PAGE TEXT –
"""

Heart Stem Cell Pioneer Eduardo Marbán, PAH Researcher, Inducted into Society of Scholars

Heart Stem Cell Pioneer Eduardo Marbán, PAH Researcher, Inducted into Society of Scholars

A researcher exploring stem cells to treat pulmonary arterial hypertension (PAH), among other heart conditions, was recently inducted into the Johns Hopkins University Society of Scholars — an honorable group of scientists who include both Nobel laureates and Lasker Award winners.

Eduardo Marbán
Eduardo Marbán, MD, PhD, director of the Cedars-Sinai Heart Institute. (Credit: Cedars-Sinai)

Dr. Eduardo Marbán, MD, PhD, director of the Cedars-Sinai Heart Institute, developed a method that employs heart stem cells, called cardiosphere-derived cells, to regenerate heart tissue and possibly improve the health of lung arteries. In addition to treating PAH, the method is also intended to treat various forms of heart disease.

“Dr. Marbán has earned this prestigious honor for developing investigational stem cell and gene therapies for heart disease patients. His pioneering work has raised the hope that several ‘irreversible’ conditions, such as heart failure, may actually be reversible, at least in part,” Shlomo Melmed, Cedars-Sinai executive vice president of academic affairs and dean of the medical faculty, said in a press release.

The Society of Scholars, founded in 1967, inducts former Johns Hopkins University scientists — postdoctoral fellows, postdoctoral students, and faculty members — who have achieved distinction in their field of research.

"""

[Extracted data entries]
"""

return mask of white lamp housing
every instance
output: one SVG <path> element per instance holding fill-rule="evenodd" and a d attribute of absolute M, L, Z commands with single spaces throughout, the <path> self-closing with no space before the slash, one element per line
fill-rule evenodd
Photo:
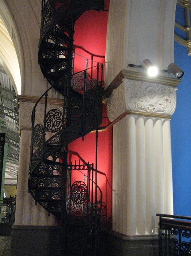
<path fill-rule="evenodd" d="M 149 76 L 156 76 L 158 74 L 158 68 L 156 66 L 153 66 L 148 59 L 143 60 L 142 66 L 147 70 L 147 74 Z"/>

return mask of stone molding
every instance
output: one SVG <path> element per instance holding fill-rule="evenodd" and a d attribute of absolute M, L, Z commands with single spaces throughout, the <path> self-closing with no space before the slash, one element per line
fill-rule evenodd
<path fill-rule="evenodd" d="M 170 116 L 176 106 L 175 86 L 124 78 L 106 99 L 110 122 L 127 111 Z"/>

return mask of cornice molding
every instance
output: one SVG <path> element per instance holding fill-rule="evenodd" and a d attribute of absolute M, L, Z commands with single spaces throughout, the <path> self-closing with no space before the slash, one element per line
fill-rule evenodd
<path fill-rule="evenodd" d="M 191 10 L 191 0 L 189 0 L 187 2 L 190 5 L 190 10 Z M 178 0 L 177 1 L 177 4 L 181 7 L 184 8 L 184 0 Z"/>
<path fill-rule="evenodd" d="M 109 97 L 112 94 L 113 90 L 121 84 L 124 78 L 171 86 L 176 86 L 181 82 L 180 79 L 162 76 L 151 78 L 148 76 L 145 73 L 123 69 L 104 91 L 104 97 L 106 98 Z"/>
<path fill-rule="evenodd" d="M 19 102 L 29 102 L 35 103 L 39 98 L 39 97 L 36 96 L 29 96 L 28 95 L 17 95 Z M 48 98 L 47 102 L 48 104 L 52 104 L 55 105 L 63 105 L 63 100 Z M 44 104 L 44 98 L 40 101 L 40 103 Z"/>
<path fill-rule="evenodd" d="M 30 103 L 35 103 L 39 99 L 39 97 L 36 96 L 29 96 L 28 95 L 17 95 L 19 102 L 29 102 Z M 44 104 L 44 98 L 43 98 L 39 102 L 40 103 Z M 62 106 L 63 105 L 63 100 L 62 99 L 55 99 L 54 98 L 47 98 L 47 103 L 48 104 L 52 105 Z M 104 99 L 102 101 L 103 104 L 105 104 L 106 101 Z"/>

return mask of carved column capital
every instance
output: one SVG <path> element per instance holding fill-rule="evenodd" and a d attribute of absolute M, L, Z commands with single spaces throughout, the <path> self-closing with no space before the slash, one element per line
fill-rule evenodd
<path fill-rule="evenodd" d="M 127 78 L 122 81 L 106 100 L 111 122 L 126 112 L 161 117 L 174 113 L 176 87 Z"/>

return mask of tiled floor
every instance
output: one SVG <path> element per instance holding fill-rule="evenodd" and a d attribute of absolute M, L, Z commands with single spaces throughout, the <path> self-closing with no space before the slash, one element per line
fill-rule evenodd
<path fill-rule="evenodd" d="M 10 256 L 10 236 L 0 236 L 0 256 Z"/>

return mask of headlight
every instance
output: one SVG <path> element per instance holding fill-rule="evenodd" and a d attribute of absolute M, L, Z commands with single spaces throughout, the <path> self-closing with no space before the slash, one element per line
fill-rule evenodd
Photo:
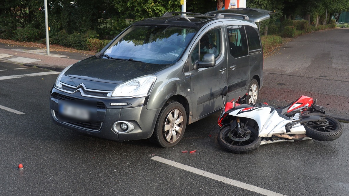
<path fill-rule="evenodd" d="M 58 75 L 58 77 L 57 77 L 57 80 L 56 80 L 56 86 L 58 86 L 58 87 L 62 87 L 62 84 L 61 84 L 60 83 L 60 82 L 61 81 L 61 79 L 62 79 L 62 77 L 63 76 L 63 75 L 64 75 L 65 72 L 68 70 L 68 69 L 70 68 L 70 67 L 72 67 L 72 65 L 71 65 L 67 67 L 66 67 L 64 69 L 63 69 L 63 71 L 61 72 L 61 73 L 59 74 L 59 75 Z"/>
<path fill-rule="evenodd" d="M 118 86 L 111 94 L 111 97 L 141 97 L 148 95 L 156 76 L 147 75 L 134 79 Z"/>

"""
"""

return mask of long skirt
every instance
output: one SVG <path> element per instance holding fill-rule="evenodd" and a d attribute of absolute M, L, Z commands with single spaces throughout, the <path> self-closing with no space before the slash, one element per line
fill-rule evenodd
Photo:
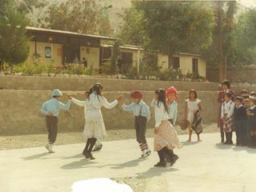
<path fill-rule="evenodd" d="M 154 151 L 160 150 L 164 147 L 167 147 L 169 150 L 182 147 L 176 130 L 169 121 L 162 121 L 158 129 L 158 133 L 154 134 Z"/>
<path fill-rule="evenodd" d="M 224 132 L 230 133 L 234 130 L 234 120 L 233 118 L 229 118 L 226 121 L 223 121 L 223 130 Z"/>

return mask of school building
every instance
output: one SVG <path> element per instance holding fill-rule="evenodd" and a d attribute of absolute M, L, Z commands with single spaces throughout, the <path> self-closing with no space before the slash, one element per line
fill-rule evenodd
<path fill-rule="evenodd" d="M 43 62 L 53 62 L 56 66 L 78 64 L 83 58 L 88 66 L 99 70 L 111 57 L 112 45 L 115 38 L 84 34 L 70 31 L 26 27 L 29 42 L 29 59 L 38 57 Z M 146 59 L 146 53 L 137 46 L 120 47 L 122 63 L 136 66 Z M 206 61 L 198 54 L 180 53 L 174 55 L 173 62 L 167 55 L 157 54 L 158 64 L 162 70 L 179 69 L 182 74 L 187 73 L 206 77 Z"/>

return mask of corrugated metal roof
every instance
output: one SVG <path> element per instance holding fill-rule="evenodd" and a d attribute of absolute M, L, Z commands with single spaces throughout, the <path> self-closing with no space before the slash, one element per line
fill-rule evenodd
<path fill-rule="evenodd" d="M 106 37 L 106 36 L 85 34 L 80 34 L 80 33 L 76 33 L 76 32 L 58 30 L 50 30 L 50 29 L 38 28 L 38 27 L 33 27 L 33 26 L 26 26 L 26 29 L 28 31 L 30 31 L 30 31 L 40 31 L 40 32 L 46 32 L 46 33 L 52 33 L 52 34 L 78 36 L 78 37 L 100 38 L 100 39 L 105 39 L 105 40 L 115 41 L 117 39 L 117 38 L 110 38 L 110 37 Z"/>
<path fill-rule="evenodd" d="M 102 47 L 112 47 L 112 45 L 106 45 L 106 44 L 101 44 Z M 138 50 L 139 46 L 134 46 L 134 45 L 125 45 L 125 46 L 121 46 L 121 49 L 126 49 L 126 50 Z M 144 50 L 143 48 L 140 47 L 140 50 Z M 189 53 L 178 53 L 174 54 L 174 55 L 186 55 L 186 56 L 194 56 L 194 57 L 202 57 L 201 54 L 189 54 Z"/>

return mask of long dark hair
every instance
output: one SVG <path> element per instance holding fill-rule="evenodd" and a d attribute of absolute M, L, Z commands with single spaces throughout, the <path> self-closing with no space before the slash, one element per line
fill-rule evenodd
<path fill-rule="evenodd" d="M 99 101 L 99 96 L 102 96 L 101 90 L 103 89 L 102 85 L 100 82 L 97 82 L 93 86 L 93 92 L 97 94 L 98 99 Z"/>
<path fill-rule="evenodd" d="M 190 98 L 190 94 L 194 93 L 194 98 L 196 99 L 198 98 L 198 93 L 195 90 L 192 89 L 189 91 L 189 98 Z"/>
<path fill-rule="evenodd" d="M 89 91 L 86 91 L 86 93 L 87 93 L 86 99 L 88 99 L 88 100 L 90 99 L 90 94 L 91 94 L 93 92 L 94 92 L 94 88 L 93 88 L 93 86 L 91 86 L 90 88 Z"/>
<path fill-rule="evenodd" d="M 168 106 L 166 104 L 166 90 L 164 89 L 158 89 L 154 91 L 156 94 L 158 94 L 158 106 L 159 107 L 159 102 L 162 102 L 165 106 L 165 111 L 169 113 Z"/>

"""

TO DO –
**1.** In the Marbán article, what year was the Society of Scholars founded?
**2.** List the groups of former Johns Hopkins University scientists that the Society of Scholars inducts, according to the Marbán article.
**3.** Extend the Marbán article past its final sentence.
The data stand apart from the Marbán article.

ANSWERS PROVIDED –
**1.** 1967

**2.**
- Postdoctoral fellows
- Postdoctoral students
- Faculty members

**3.**
Before moving to Cedars-Sinai in 2007, Marbán was already an accomplished researcher at Johns Hopkins. He started his career by completing his medical residency and a fellowship in cardiology at Johns Hopkins before joining the faculty. He eventually worked his way up to becoming chief of cardiology at the medical center.

After moving to Cedars-Sinai, Marbán and his team performed the first cardiac stem cell infusion in the world. His study — a clinical trial — showed that the cardiosphere-derived cells regenerated heart muscle in patients with hearts damaged by heart attacks.

A clinical trial in PAH patients is expected to be launched later this year. Marbán hopes that introducing the stem cells into the lung arteries will lower inflammation, reduce blood pressure, and improve heart health in PAH patients.

Marbán started developing the method while at Johns Hopkins and continued the work at Cedars-Sinai. This stem cell therapy has been licensed from Johns Hopkins and Cedars-Sinai by Capricor Therapeutics, who will advance the therapy through clinical and commercial development for various conditions.